## CONSIGNE:
Recopiez à l'identique l'ensemble des enregistrements ci-dessous, en omettant les images.

## LISTE DES DONNÉES:
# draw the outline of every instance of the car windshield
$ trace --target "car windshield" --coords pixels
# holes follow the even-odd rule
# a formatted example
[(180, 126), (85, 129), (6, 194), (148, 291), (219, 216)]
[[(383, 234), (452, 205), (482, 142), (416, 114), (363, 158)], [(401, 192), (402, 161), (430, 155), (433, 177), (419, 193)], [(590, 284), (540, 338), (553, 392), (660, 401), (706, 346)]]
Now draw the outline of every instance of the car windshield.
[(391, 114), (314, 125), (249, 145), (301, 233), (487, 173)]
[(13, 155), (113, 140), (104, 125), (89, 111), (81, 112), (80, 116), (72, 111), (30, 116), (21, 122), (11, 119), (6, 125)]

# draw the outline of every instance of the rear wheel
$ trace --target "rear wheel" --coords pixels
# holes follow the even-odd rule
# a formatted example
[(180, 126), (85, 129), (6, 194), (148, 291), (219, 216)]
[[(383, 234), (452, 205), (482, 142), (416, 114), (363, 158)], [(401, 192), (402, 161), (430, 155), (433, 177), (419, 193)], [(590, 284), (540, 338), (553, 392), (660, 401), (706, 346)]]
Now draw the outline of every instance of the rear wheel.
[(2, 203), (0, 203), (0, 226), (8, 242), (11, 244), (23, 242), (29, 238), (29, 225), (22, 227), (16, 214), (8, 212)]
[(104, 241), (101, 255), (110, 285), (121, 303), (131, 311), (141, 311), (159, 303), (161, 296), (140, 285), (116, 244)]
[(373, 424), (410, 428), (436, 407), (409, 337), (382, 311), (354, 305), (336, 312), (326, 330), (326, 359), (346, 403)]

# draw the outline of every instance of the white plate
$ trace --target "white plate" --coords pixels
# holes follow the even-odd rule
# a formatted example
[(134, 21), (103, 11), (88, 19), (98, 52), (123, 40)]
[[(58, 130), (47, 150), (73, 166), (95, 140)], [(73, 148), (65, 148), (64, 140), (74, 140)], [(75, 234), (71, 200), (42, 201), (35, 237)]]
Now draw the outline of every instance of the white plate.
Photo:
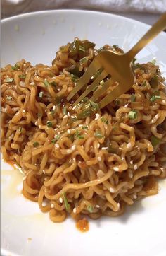
[[(58, 47), (76, 36), (98, 47), (129, 49), (149, 28), (143, 23), (104, 13), (51, 11), (27, 13), (1, 22), (1, 65), (22, 58), (51, 64)], [(161, 33), (138, 55), (141, 62), (156, 57), (166, 74), (166, 34)], [(165, 256), (166, 180), (158, 195), (129, 207), (121, 217), (90, 221), (79, 232), (70, 219), (53, 223), (36, 203), (20, 193), (22, 177), (1, 165), (1, 254), (5, 256)], [(28, 238), (31, 238), (28, 239)]]

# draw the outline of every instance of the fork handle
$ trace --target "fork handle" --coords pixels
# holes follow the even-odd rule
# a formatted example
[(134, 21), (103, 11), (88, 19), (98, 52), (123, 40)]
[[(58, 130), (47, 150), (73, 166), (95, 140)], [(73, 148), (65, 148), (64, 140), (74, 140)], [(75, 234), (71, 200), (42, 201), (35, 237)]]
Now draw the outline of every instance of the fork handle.
[(136, 44), (126, 53), (131, 62), (134, 57), (147, 44), (148, 44), (158, 34), (166, 28), (166, 13), (162, 14), (158, 21), (148, 30), (148, 32), (136, 42)]

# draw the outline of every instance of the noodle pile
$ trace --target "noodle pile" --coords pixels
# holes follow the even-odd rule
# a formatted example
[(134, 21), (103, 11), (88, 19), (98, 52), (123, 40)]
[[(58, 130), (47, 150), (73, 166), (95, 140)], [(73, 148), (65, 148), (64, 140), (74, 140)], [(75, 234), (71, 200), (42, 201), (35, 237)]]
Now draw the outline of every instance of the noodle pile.
[(79, 94), (67, 101), (98, 54), (94, 47), (75, 38), (51, 66), (23, 59), (1, 69), (4, 158), (24, 173), (24, 196), (54, 222), (68, 213), (77, 219), (118, 216), (126, 205), (156, 194), (157, 178), (166, 176), (166, 94), (155, 63), (134, 63), (132, 88), (101, 111), (87, 99), (96, 111), (77, 118), (84, 103), (72, 104)]

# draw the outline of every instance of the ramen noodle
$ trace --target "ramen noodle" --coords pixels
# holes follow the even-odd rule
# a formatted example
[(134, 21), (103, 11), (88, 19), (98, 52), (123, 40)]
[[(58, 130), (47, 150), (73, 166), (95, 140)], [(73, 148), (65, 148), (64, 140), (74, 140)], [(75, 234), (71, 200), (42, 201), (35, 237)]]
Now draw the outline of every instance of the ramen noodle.
[(1, 69), (4, 158), (21, 168), (23, 195), (54, 222), (68, 214), (75, 219), (118, 216), (126, 205), (158, 193), (158, 178), (166, 176), (166, 94), (153, 61), (134, 62), (132, 88), (101, 110), (90, 97), (72, 107), (78, 93), (68, 102), (103, 49), (122, 52), (75, 38), (60, 47), (51, 66), (22, 59)]

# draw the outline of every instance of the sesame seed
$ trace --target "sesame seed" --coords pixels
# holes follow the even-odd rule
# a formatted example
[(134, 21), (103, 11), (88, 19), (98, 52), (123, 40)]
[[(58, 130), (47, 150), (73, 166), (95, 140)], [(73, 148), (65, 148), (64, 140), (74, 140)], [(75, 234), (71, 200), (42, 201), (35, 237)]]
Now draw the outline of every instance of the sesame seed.
[(158, 117), (159, 117), (158, 114), (156, 114), (155, 116), (155, 117), (156, 119), (158, 119)]
[(133, 173), (132, 173), (132, 170), (129, 171), (129, 178), (131, 178), (131, 179), (133, 178)]
[(73, 209), (73, 213), (74, 213), (74, 214), (76, 214), (76, 211), (77, 211), (77, 210), (76, 210), (76, 208), (75, 207), (75, 208)]
[(115, 166), (113, 168), (113, 170), (115, 170), (115, 172), (118, 172), (118, 170), (120, 170), (120, 168), (119, 167)]
[(76, 149), (76, 145), (72, 145), (72, 146), (71, 147), (71, 149), (72, 151), (74, 151), (74, 150), (75, 150), (75, 149)]
[(131, 147), (131, 146), (132, 146), (132, 144), (131, 144), (131, 143), (129, 142), (129, 143), (128, 143), (128, 144), (127, 145), (127, 148), (129, 149), (129, 148)]
[(55, 144), (55, 147), (59, 149), (59, 144), (58, 143)]
[(98, 170), (98, 171), (97, 172), (97, 177), (101, 178), (104, 175), (104, 173), (103, 172), (102, 170)]
[(137, 195), (136, 195), (136, 193), (135, 193), (135, 194), (133, 194), (133, 198), (134, 198), (134, 199), (136, 199), (137, 198)]
[(62, 197), (59, 197), (59, 202), (62, 204), (63, 203), (63, 198)]
[(160, 167), (160, 170), (161, 170), (162, 173), (164, 173), (164, 168), (162, 167)]
[(72, 150), (71, 149), (67, 149), (66, 152), (67, 152), (67, 153), (71, 153)]
[(110, 187), (110, 192), (111, 193), (114, 193), (115, 192), (115, 190), (113, 187)]

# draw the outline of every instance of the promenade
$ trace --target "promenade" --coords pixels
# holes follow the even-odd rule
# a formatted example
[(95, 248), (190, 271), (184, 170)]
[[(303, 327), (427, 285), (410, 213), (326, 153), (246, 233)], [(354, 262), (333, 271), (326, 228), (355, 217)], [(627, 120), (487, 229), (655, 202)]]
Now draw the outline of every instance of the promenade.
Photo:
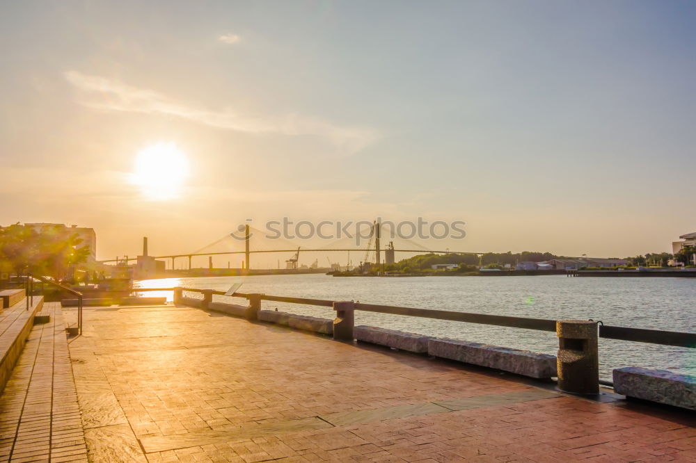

## TÂCHE EFFECTUÉE:
# draw the outline of every instance of the car windshield
$ trace --target "car windshield" --coords pixels
# holes follow the even-odd rule
# a formatted example
[(180, 126), (85, 129), (6, 194), (148, 291), (219, 216)]
[[(383, 234), (452, 205), (482, 142), (416, 114), (363, 158)], [(401, 192), (402, 161), (430, 155), (433, 177), (419, 193)], [(590, 284), (540, 338), (553, 392), (660, 401), (706, 346)]]
Now draw the outline of every instance of the car windshield.
[(391, 114), (314, 125), (249, 145), (301, 233), (487, 173)]
[(13, 155), (113, 140), (104, 125), (89, 111), (81, 112), (80, 116), (72, 111), (30, 116), (21, 122), (11, 119), (6, 125)]

# draw the outline of every instance of the rear wheel
$ trace --target "rear wheel" --coords pixels
# holes follow the even-odd rule
# a formatted example
[(180, 126), (85, 129), (6, 194), (148, 291), (219, 216)]
[[(383, 234), (452, 205), (482, 142), (416, 114), (363, 158)], [(401, 192), (402, 161), (430, 155), (433, 177), (419, 193)], [(590, 284), (540, 338), (553, 392), (660, 401), (706, 346)]]
Now draw the outline of every instance of the rear wheel.
[(2, 203), (0, 203), (0, 226), (8, 242), (11, 244), (23, 242), (29, 238), (29, 225), (22, 227), (16, 214), (8, 212)]
[(104, 241), (101, 255), (110, 285), (121, 303), (131, 311), (141, 311), (159, 303), (161, 296), (140, 285), (116, 244)]
[(373, 424), (410, 428), (436, 407), (409, 337), (382, 311), (354, 305), (336, 312), (326, 330), (326, 359), (346, 403)]

# draw the outline of every instance of the white plate
$ trace --target "white plate" --coords pixels
# holes follow the even-odd rule
# a formatted example
[(134, 21), (103, 11), (88, 19), (98, 52), (123, 40)]
[[(58, 130), (47, 150), (73, 166), (95, 140)], [(73, 148), (65, 148), (64, 140), (74, 140)], [(75, 234), (71, 200), (42, 201), (35, 237)]]
Now draw the outline of every instance of the white plate.
Photo:
[[(58, 47), (76, 36), (98, 47), (129, 49), (149, 28), (143, 23), (104, 13), (51, 11), (27, 13), (1, 22), (1, 65), (22, 58), (51, 64)], [(161, 33), (138, 55), (141, 62), (156, 57), (166, 74), (166, 34)], [(165, 256), (166, 180), (158, 195), (129, 207), (121, 217), (90, 221), (79, 232), (70, 219), (53, 223), (36, 203), (20, 193), (22, 177), (1, 165), (1, 254), (5, 256)], [(28, 238), (31, 238), (28, 239)]]

# draw the outline of every instance of the fork handle
$ trace --target "fork handle" --coords pixels
# holes follow the even-odd rule
# a formatted example
[(134, 21), (103, 11), (88, 19), (98, 52), (123, 40)]
[[(58, 130), (47, 150), (73, 166), (95, 140)], [(73, 148), (65, 148), (64, 140), (74, 140)], [(75, 234), (71, 200), (42, 201), (35, 237)]]
Now draw the outline of every instance of the fork handle.
[(136, 44), (126, 53), (131, 62), (134, 57), (147, 44), (148, 44), (158, 34), (166, 28), (166, 13), (162, 14), (158, 21), (148, 30), (148, 32), (136, 42)]

# draw the outline of every instance of the noodle pile
$ trace --target "noodle pile" --coords pixels
# holes follow the even-odd rule
# a formatted example
[(134, 21), (103, 11), (88, 19), (98, 52), (123, 40)]
[[(58, 130), (47, 150), (73, 166), (95, 140)], [(73, 148), (65, 148), (64, 140), (74, 140)], [(75, 234), (71, 200), (42, 201), (35, 237)]]
Now draw the outline of every instance of the noodle pile.
[(79, 94), (67, 101), (98, 54), (94, 47), (75, 38), (51, 66), (23, 59), (1, 69), (4, 158), (24, 173), (24, 196), (54, 222), (68, 213), (77, 219), (118, 216), (126, 205), (156, 194), (157, 178), (166, 176), (166, 94), (155, 63), (134, 63), (132, 88), (101, 111), (87, 99), (96, 111), (77, 118), (84, 103), (72, 104)]

# draw the outline of every instance of the ramen noodle
$ trace --target "ramen noodle" --coords pixels
# holes follow the even-odd rule
# a formatted example
[(134, 21), (103, 11), (88, 19), (98, 52), (123, 40)]
[[(58, 130), (47, 150), (73, 166), (95, 140)], [(73, 148), (65, 148), (64, 140), (74, 140)], [(75, 234), (71, 200), (42, 201), (35, 237)]]
Now draw the outline of every instance of the ramen noodle.
[(1, 69), (4, 158), (21, 168), (23, 195), (54, 222), (68, 214), (75, 219), (118, 216), (126, 205), (158, 193), (158, 178), (166, 176), (166, 94), (153, 61), (134, 62), (132, 88), (101, 110), (90, 97), (72, 107), (78, 93), (68, 102), (103, 49), (122, 52), (75, 38), (60, 47), (51, 66), (22, 59)]

# draw the outline of every instance of the sesame seed
$ trace --target "sesame seed" --coords pixels
# holes follow the even-odd rule
# a formatted example
[(134, 21), (103, 11), (88, 19), (98, 52), (123, 40)]
[[(58, 130), (47, 150), (73, 166), (95, 140)], [(73, 148), (65, 148), (64, 140), (74, 140)], [(75, 234), (71, 200), (42, 201), (35, 237)]]
Now draw the outline of every instance of the sesame seed.
[(158, 117), (159, 117), (158, 114), (156, 114), (155, 116), (155, 117), (156, 119), (158, 119)]
[(133, 173), (132, 173), (132, 170), (129, 171), (129, 178), (131, 178), (131, 179), (133, 178)]
[(73, 209), (73, 213), (74, 213), (74, 214), (76, 214), (76, 211), (77, 211), (77, 210), (76, 210), (76, 208), (75, 207), (75, 208)]
[(115, 166), (113, 168), (113, 170), (115, 170), (115, 172), (118, 172), (118, 170), (120, 170), (120, 168), (119, 167)]
[(76, 149), (76, 145), (72, 145), (72, 146), (71, 147), (71, 149), (72, 151), (74, 151), (74, 150), (75, 150), (75, 149)]
[(131, 147), (131, 146), (132, 146), (132, 144), (131, 144), (131, 143), (129, 142), (129, 143), (128, 143), (128, 144), (127, 145), (127, 148), (129, 149), (129, 148)]
[(55, 144), (55, 147), (59, 149), (59, 144), (58, 143)]
[(98, 170), (98, 171), (97, 172), (97, 177), (101, 178), (104, 175), (104, 173), (103, 172), (102, 170)]
[(137, 195), (136, 195), (136, 193), (135, 193), (135, 194), (133, 194), (133, 198), (134, 198), (134, 199), (136, 199), (137, 198)]
[(62, 197), (59, 197), (59, 202), (62, 204), (63, 203), (63, 198)]
[(160, 167), (160, 170), (161, 170), (162, 173), (164, 173), (164, 168), (162, 167)]
[(72, 150), (71, 149), (67, 149), (66, 152), (67, 152), (67, 153), (71, 153)]
[(110, 187), (110, 192), (111, 193), (114, 193), (115, 192), (115, 190), (113, 187)]

# draw the outline of every instance of the promenade
$ trace --target "promenade" --coords pixels
# holes follow the even-odd rule
# a formatted example
[(95, 248), (190, 271), (184, 170)]
[[(303, 327), (427, 285), (410, 213), (326, 153), (246, 233)], [(354, 262), (333, 271), (326, 228), (355, 217)], [(627, 120), (487, 229), (655, 202)]]
Now draw the outline of every instance of the promenade.
Photo:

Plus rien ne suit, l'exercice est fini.